DOCUMENT TEXT
>> START

The panellists noted that infrastructure around power projects is key. (Image source: Adobe Stock)

At the Enlit Africa Digital Event, which ran from 26-28 October, a session featuring financial experts discussed why there was an undersupply of bankable projects on the continent, and what businesses can do to make them more attractive

Lebohang Mosetu, senior underwriter at Export Credit Insurance Corporation of South Africa SOC Ltd. (ECIC), said that some of the bankability issues for projects on the continent are around power infrastructure risk. "Some project pitches rely on governments saying they will build the associated infrastructure to enable the distribution of power but can you actually rely on them?" 

Mosetu noted he had seen cases where governments had not built the surrounding infrastructure and this caused enormous problems down the line. Infrastructure around the project is therefore key. 

Another big issue around bankability currently is environmental and social issues especially around land ownership. This forms a big part of bankability issues and can delay projects or contribute to them not being bankable. 

Providing advice for producing bankable projects propositions, Gregg Wheelwright, project and export finance specialist at Standard Bank, explained that banks focused on the continent primarily look for projects with strong credible partners and sponsors. Within this, construction contractors have an important role to play as construction is the most risky part so they will ultimately determine the success or failure of a project. He added that contractors need to have a success history of delivering projects on time and on budget.

Wheelwright continued, “Offtake contracts need to be bankable in every respect and we see a number of projects where the offtake is just not viable enough, making the project not bankable. This is often due to offtake contracts with national utilities with weak fundamentals.”

Mosetu echoed Wheelwright by noting that one of the biggest points is to have developers on board who have experience in developing similar projects as it makes the whole process much easier. Sometimes developers are not experienced in developing projects, 10MW solar is a lot different from a 400MW power plant, and this can cause enormous issues. 

He added, “There are a few projects completed on time and on schedule. So for questions around cost overruns and bills, you need completion guarantee to take care of them. You simply need to cater for those cost overruns.”

Mosetu concluded, “Take bankability issues seriously. Appoint the right people early on in stage of development and make sure to have the right financial advisor with proven track record for typical or specific type of project. This will help in terms of executing the project and reaching bankability and financial close on time.

“The ECIC is available to provide important insurance papers to lenders and assist developers to express of interest when pitch projects. Many governments want to see ECIC support before pitching so it is good to touch base with us before going for that.”

>> END

PROBLEMS
a) According to the article on bankable power projects, what do banks focused on the continent primarily look for in projects?
b) List every company or organization named in the article on bankable power projects, including the one in the image credit.

DATA
>> START

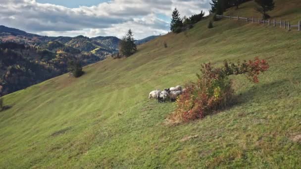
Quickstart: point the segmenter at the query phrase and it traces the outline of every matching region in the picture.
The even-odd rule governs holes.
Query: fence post
[[[290,22],[289,21],[289,25],[288,25],[288,29],[289,29],[289,31],[290,31],[290,30],[291,29],[291,25],[290,25]]]

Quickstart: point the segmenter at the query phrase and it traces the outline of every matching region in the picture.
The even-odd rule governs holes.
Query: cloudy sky
[[[209,0],[0,0],[0,25],[50,36],[140,39],[166,33],[175,7],[181,16],[208,13]]]

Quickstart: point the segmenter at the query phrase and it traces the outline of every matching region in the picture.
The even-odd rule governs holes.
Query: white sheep
[[[182,90],[182,86],[180,85],[178,85],[176,86],[175,91],[181,91]]]
[[[170,91],[177,90],[176,87],[171,87],[169,88],[169,90],[170,90]]]
[[[161,91],[160,90],[156,90],[150,91],[149,94],[149,99],[151,98],[157,98],[160,95]]]
[[[160,93],[160,96],[158,97],[158,102],[164,102],[169,97],[169,93],[166,91],[163,90]]]
[[[178,96],[182,94],[182,91],[172,91],[169,93],[169,96],[170,97],[170,100],[171,101],[175,101],[177,100]]]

>> END

SOLUTIONS TO EACH TASK
a) They look for projects with strong credible partners and sponsors.

b)
- Export Credit Insurance Corporation of South Africa SOC Ltd. (ECIC)
- Standard Bank
- Adobe Stock